Saved entries
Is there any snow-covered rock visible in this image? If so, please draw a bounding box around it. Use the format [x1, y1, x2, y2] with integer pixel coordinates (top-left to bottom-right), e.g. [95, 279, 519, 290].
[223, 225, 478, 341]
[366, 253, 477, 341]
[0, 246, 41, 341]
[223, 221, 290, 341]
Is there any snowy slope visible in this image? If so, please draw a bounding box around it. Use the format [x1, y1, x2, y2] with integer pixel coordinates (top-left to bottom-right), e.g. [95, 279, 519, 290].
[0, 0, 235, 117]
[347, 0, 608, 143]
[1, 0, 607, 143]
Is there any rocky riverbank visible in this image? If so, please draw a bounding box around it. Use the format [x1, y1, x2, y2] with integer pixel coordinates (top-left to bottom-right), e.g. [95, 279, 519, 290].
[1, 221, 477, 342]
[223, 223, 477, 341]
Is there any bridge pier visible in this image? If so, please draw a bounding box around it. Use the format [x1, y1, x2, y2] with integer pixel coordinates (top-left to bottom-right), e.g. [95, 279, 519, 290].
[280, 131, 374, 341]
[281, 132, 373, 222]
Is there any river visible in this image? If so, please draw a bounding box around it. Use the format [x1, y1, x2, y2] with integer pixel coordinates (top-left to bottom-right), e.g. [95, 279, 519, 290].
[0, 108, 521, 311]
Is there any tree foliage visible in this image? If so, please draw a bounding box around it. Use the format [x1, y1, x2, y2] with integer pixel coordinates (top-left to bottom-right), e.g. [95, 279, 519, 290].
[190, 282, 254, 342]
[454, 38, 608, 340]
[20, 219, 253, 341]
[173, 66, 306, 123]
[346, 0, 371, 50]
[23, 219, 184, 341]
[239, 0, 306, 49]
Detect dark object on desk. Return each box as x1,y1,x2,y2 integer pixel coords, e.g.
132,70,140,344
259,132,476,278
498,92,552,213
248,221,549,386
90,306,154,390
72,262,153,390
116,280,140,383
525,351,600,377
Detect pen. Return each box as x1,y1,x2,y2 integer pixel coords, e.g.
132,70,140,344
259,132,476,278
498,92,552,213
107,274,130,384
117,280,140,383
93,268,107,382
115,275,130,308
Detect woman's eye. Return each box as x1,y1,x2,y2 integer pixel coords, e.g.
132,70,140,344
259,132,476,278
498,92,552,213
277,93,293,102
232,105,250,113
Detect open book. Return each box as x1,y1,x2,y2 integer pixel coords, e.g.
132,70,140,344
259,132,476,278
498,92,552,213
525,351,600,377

» **Your task**: Could you print exactly the lines from the one containing "Detect woman's eye." through the last line of the records above?

» **Answer to this problem**:
Detect woman's eye. Return each box as x1,y1,x2,y2 integer pixel coords, e.g.
132,70,140,344
259,132,476,278
498,92,552,213
277,93,293,102
232,105,250,113
Detect open book. Return each box as x1,y1,x2,y2 integer pixel coords, e.g.
132,70,140,344
259,132,476,278
498,92,552,213
525,351,600,377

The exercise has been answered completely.